● **PROBLEMS TO WORK ON**:
1. Reproduce the court decision on insurance coverage from "In the underlying action, a" to "[2]; RLI Ins.", substituting "worker" for every "laborer".
2. Carry on the court decision on insurance coverage from the point where it stops.
#### PASSAGE TO READ ####
RIVKIN RADLER LLP, UNIONDALE (FRANK MISITI OF COUNSEL), FOR
THIRD-PARTY DEFENDANT-RESPONDENT-APPELLANT.
SUGARMAN LAW FIRM, LLP, SYRACUSE (KEVIN R. VANDUSER OF COUNSEL), FOR
PLAINTIFF-RESPONDENT.
Appeal and cross appeal from an order and judgment (one paper) of
the Supreme Court, Onondaga County (James P. Murphy, J.), entered
September 9, 2016. The order and judgment denied the motion of
defendant-third-party plaintiff for renewal of its prior cross motion
for summary judgment and denied the cross motion of third-party
defendant for summary judgment.
It is hereby ORDERED that the order and judgment so appealed from
is unanimously modified on the law by granting the cross motion of
third-party defendant, and judgment is entered in its favor as
follows:
It is ADJUDGED and DECLARED that defendant-third-party
plaintiff has the sole obligation to indemnify plaintiff in
the underlying litigation,
-2- 257
CA 16-01739
and as modified the order and judgment is affirmed without costs.
Memorandum: Time Cap Development Corp. (Time Cap) commenced this
action seeking a declaration that defendant-third-party plaintiff
Colony Insurance Company (Colony) is required to defend and indemnify
Time Cap in the underlying personal injury action. Thereafter, Colony
impleaded third-party defendant Cincinnati Insurance Company
(Cincinnati) seeking a declaration that Colony’s coverage of Time Cap
in the underlying action was excess to Cincinnati’s coverage or,
alternatively, that Colony and Cincinnati were coinsurers of Time Cap
on a 50/50 basis.
In the underlying action, a laborer sought to recover damages
from Time Cap and other parties for personal injuries that he
sustained when he fell from a ladder at a construction site. Time
Cap, which was insured by Cincinnati, was the general contractor on
that construction project, and the injured laborer was an employee of
a subcontractor. The subcontract required the subcontractor to add
Time Cap as an additional insured on the subcontractor’s insurance
policy with Colony. Shortly after the laborer’s accident, Cincinnati
sent Colony a letter on Time Cap’s behalf giving notice of the
laborer’s injuries and requesting that Colony defend and indemnify
Time Cap. Colony disclaimed coverage approximately 20 months later.
There is no dispute that Colony failed to disclaim coverage of Time
Cap in a timely fashion (see Insurance Law § 3420 [d] [2]; RLI Ins.
Co. v Smiedala, 96 AD3d 1409, 1411-1412). Time Cap eventually entered
into a settlement agreement with the injured laborer, and the
underlying action was discontinued.
In appeal No. 1, Colony contends that Supreme Court erred in
denying its cross motion for summary judgment insofar as Colony sought
a declaration that Cincinnati owes Colony coinsurance on a 50/50
basis. We reject that contention. An insurance policy is “to be
construed according to the sense and meaning of the terms which the
parties have used, and if they are clear and unambiguous the terms are
to be taken and understood in their plain, ordinary and proper sense”
#### RECORDS ####
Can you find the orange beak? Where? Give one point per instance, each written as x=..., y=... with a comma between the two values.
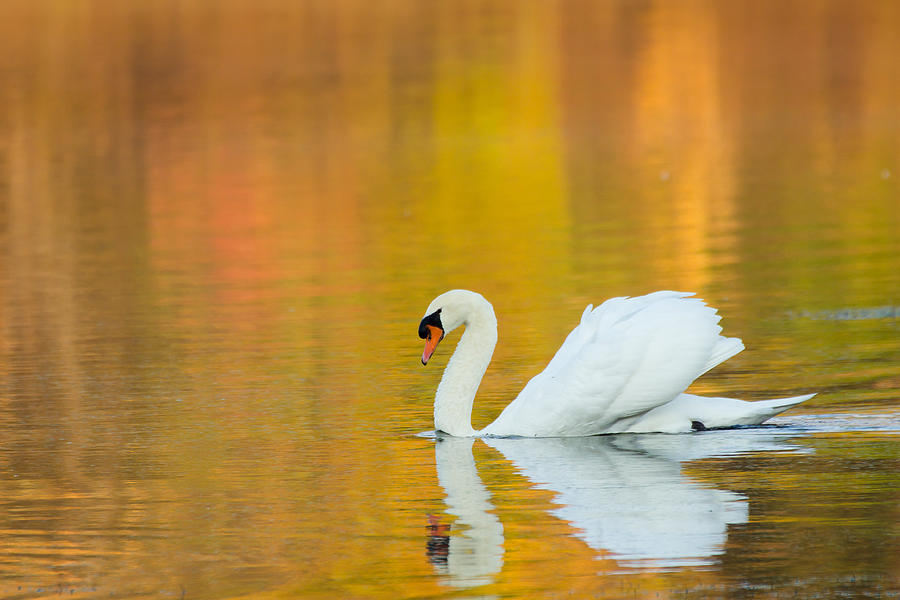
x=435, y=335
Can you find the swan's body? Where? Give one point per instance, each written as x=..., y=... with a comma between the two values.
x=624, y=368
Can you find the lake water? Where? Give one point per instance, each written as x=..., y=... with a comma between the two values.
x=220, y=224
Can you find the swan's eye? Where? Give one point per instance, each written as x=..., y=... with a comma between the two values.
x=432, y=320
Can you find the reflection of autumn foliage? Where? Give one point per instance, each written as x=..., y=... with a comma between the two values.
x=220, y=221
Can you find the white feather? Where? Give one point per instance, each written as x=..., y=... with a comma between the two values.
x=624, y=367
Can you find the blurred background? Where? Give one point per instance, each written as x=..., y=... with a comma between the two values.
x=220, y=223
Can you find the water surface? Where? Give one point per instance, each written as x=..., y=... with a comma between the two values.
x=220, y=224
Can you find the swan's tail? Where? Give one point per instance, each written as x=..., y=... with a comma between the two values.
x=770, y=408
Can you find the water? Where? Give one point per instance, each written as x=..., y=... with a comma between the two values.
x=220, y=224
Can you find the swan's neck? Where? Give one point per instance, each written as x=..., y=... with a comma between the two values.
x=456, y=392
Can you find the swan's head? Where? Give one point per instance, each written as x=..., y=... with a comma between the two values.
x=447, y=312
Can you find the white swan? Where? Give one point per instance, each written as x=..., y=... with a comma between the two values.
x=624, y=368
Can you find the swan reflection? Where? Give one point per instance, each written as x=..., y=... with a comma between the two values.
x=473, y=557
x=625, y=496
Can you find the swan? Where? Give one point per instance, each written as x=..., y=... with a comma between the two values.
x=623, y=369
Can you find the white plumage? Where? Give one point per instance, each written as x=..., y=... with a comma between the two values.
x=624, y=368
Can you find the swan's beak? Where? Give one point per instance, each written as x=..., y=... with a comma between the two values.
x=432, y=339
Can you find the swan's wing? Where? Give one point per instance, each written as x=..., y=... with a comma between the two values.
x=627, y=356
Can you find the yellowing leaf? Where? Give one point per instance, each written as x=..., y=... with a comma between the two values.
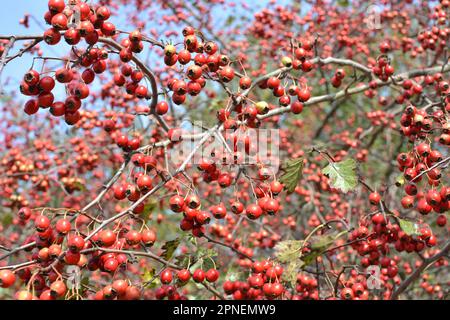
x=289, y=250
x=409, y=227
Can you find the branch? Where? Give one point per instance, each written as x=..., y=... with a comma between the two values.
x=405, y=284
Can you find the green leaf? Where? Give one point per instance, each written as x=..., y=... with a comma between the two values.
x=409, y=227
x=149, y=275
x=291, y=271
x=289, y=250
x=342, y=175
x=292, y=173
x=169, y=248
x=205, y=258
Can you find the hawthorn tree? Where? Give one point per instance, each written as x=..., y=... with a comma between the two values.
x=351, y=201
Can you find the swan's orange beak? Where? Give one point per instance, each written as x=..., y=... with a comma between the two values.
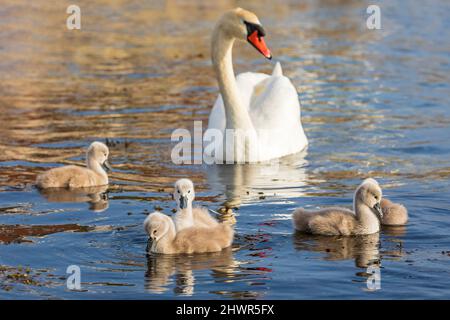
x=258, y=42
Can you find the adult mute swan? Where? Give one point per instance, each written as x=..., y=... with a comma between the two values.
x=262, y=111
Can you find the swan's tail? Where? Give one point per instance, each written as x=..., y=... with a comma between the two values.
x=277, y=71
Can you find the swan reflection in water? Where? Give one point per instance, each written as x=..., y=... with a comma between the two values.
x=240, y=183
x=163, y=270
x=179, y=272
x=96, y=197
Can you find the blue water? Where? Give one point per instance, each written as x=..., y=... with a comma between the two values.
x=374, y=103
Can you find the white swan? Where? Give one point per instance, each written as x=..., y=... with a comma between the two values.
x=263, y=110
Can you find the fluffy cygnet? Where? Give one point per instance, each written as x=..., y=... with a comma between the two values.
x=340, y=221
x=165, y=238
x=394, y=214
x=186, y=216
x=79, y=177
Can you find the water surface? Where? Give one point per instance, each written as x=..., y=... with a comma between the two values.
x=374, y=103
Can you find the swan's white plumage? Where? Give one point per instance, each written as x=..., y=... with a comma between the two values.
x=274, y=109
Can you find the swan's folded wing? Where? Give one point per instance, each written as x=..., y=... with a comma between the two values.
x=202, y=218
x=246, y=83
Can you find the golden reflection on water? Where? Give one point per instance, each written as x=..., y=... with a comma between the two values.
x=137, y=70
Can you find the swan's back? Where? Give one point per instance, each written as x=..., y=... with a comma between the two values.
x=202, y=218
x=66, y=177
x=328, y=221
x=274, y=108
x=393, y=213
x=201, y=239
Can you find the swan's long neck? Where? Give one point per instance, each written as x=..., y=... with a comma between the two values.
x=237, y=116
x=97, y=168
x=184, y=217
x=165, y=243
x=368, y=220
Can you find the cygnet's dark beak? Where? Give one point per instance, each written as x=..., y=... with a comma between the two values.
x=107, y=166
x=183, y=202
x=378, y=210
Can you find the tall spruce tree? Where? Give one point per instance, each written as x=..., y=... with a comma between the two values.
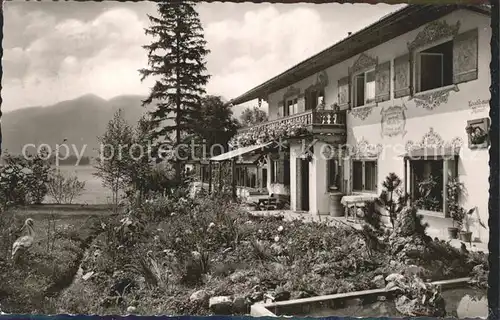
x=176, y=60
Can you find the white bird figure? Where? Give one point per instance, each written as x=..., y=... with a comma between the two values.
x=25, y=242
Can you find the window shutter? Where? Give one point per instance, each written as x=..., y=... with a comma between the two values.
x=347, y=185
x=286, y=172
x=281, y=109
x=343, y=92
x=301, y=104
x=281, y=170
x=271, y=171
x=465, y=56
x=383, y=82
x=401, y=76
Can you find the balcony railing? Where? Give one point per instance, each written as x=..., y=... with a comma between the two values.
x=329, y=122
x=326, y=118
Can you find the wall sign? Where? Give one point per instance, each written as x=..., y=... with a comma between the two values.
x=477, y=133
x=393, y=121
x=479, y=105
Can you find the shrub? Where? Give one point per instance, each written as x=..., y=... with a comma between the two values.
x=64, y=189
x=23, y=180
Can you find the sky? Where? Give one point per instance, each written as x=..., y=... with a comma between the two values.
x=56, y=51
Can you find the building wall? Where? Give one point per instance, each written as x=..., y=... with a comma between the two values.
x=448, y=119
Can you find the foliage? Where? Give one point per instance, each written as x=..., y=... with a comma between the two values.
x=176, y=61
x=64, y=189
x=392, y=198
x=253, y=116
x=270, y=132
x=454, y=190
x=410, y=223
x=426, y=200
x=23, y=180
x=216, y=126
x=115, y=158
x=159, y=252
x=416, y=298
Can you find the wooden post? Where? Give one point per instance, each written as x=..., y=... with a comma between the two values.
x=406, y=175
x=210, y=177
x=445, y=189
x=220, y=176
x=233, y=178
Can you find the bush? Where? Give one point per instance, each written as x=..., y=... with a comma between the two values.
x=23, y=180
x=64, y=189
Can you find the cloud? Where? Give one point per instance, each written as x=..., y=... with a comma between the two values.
####
#### RECORDS ####
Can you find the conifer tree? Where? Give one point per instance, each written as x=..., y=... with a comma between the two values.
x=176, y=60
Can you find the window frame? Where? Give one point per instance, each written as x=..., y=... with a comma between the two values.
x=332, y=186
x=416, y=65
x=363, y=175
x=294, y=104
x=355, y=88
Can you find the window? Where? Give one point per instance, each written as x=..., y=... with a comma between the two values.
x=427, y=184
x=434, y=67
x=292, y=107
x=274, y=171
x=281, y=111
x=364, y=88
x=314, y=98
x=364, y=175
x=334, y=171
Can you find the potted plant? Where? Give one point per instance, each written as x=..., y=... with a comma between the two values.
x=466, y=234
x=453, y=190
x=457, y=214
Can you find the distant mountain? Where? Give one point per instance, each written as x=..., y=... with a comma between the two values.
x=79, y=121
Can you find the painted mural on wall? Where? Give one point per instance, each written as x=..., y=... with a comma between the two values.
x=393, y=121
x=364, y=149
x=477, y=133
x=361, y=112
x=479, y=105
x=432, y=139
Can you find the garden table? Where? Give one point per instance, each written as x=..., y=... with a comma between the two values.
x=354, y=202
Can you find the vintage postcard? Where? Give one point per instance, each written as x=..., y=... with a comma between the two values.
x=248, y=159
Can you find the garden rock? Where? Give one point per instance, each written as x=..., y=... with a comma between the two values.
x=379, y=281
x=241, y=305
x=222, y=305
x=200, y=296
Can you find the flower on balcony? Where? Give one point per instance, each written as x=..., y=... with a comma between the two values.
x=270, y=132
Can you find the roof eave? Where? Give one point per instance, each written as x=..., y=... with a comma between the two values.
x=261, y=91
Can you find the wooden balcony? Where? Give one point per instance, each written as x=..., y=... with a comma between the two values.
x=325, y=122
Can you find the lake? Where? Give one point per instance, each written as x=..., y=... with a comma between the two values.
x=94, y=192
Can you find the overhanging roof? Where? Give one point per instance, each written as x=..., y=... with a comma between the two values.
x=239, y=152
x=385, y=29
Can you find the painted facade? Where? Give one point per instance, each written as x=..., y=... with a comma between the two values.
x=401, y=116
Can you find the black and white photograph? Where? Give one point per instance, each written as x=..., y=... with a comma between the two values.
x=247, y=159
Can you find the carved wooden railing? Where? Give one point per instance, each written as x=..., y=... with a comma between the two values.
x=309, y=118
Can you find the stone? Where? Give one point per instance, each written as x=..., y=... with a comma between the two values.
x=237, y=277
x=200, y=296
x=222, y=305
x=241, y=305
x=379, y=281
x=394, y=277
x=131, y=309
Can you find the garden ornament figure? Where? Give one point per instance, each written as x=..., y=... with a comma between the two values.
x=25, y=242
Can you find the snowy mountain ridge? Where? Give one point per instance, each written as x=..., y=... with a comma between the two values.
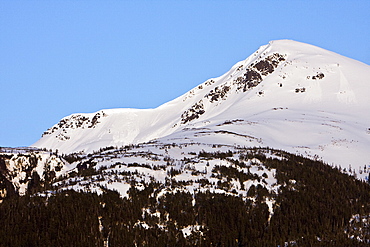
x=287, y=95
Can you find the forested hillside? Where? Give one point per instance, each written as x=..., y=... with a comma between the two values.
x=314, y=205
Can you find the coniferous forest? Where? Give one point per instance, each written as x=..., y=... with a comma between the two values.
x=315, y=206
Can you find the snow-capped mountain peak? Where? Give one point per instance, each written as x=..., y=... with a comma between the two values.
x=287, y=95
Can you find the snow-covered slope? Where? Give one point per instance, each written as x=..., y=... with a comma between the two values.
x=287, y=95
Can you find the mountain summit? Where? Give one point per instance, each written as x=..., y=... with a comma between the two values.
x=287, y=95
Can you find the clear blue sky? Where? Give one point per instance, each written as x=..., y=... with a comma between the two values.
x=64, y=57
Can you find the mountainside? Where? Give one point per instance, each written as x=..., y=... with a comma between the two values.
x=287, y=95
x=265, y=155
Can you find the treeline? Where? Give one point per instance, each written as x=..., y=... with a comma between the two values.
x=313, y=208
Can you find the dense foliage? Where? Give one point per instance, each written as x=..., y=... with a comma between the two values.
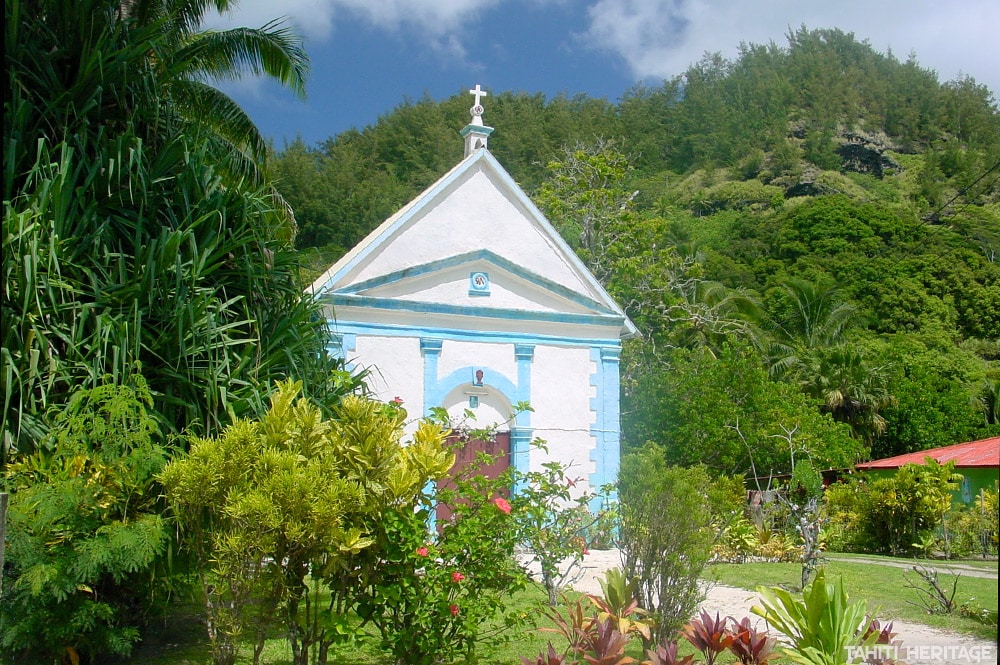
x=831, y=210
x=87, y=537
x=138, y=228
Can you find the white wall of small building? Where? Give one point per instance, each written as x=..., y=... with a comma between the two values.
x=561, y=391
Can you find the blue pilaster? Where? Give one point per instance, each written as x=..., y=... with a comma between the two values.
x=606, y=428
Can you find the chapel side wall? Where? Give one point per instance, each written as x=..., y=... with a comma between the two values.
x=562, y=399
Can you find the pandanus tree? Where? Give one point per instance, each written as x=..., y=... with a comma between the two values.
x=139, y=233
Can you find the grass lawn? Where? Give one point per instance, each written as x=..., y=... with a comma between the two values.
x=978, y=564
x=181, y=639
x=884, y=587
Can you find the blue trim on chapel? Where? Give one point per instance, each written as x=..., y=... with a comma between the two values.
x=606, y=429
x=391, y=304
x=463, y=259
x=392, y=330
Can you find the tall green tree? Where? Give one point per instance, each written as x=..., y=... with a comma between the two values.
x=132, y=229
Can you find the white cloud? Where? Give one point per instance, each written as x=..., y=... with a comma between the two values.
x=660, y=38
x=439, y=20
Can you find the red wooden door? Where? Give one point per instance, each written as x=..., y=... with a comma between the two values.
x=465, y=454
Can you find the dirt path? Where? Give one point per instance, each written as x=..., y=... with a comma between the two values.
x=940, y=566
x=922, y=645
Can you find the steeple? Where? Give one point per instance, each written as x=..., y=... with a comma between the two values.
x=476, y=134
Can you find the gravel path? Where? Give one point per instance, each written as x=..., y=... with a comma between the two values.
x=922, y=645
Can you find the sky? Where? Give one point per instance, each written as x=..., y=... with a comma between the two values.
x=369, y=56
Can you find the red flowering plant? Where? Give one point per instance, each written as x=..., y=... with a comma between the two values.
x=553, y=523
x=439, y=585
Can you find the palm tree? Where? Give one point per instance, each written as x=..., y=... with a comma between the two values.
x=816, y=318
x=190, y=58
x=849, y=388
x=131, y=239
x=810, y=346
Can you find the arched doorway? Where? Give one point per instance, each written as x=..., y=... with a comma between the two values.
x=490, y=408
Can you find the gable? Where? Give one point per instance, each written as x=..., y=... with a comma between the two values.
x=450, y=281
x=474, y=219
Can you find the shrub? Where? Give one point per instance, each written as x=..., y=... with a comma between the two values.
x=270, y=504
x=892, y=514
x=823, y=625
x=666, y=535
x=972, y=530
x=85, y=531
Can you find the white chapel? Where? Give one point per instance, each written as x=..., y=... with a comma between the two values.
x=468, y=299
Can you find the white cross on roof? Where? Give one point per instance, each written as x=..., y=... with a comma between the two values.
####
#### RECORDS ####
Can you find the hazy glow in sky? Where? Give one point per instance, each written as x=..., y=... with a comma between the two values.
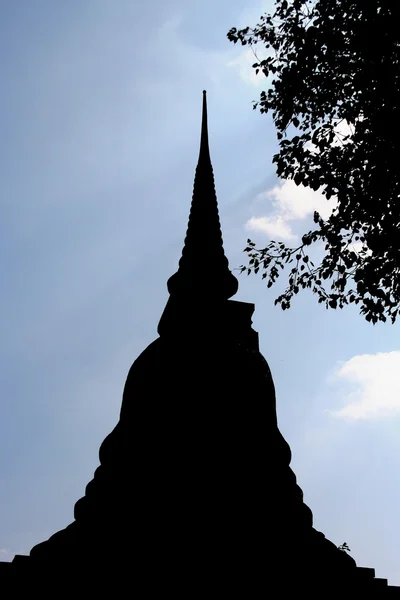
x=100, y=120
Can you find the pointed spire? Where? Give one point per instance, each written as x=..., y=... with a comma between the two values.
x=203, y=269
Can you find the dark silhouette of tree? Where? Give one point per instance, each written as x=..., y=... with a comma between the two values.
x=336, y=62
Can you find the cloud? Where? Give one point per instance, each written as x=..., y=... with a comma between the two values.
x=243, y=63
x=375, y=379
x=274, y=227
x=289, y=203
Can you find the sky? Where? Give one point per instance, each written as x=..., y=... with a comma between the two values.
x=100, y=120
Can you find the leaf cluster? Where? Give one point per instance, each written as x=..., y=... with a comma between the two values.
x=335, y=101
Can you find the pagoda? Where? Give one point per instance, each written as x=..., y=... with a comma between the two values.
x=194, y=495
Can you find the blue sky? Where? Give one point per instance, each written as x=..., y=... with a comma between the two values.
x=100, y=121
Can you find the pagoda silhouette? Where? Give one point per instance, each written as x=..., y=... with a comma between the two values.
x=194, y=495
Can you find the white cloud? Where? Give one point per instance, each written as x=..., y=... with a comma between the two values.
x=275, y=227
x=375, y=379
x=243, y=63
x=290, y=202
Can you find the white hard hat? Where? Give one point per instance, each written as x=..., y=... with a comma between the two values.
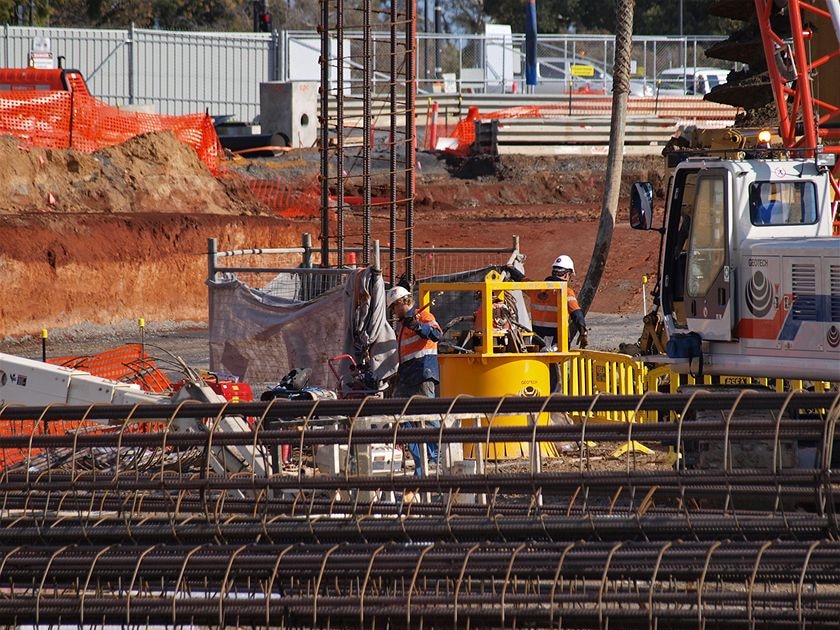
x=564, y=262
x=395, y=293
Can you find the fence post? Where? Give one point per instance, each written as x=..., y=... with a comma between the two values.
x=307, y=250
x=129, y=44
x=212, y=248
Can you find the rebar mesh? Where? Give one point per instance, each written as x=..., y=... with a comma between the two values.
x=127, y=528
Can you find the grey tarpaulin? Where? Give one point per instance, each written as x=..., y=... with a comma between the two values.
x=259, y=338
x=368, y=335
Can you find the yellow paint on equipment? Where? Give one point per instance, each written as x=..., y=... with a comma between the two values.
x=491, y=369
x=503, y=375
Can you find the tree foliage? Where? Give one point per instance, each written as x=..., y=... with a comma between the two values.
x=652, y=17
####
● **EXPECTED OUTPUTS**:
1.
In the underlying action, a worker sought to recover damages
from Time Cap and other parties for personal injuries that he
sustained when he fell from a ladder at a construction site. Time
Cap, which was insured by Cincinnati, was the general contractor on
that construction project, and the injured worker was an employee of
a subcontractor. The subcontract required the subcontractor to add
Time Cap as an additional insured on the subcontractor’s insurance
policy with Colony. Shortly after the worker’s accident, Cincinnati
sent Colony a letter on Time Cap’s behalf giving notice of the
worker’s injuries and requesting that Colony defend and indemnify
Time Cap. Colony disclaimed coverage approximately 20 months later.
There is no dispute that Colony failed to disclaim coverage of Time
Cap in a timely fashion (see Insurance Law § 3420 [d] [2]; RLI Ins.

2.
(Matter of Covert, 97 NY2d 68, 76 [internal quotation marks omitted]).
According to the plain terms of the respective insurance policies, the
Colony policy is Time Cap’s primary insurance, the Cincinnati policy
is excess insurance, and Colony may not seek contribution from
Cincinnati. Even assuming, arguendo, that we agree with Colony that
its disclaimer was effective against Cincinnati because Cincinnati,
unlike Time Cap, was not entitled to a prompt disclaimer under
Insurance Law § 3420 (see generally J.T. Magen v Hartford Fire Ins.
Co., 64 AD3d 266, 272-273, lv dismissed 13 NY3d 889), we nonetheless
perceive no basis for altering the priority of coverage set forth in
the plain language of the insurance contracts.
In appeal No. 2, Colony contends that the court erred in denying
its motion for leave to renew its cross motion for summary judgment.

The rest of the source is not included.